Please reproduce the lines below from the line with "trace --target=stone steps" to the line with "109L4 107L0 106L0", including both of those lines.

-- BEGIN MATERIAL --

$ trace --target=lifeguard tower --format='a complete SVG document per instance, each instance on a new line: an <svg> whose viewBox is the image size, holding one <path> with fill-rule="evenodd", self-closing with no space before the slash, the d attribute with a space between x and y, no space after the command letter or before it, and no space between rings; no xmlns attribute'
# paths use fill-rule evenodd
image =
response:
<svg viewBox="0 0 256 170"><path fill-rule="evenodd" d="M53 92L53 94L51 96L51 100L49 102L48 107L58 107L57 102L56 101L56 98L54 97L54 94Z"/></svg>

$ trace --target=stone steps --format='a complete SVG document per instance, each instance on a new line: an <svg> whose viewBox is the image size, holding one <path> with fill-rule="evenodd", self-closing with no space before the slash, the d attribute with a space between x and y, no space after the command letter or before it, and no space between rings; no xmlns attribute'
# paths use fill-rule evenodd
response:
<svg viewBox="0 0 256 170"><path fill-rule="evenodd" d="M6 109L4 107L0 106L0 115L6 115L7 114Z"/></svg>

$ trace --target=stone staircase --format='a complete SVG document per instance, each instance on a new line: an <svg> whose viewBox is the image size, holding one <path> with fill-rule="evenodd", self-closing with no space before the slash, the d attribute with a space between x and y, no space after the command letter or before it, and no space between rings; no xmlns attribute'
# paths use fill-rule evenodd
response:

-- END MATERIAL --

- RESPONSE TO THIS EXERCISE -
$ trace --target=stone steps --format='a complete SVG document per instance, each instance on a new line: an <svg> whose viewBox is the image size, holding one <path> with fill-rule="evenodd", self-closing with no space before the slash, the d attribute with a space between x and y, no space after the command letter or before it, and no space between rings; no xmlns attribute'
# paths use fill-rule evenodd
response:
<svg viewBox="0 0 256 170"><path fill-rule="evenodd" d="M6 109L4 107L0 106L0 115L6 115L7 114Z"/></svg>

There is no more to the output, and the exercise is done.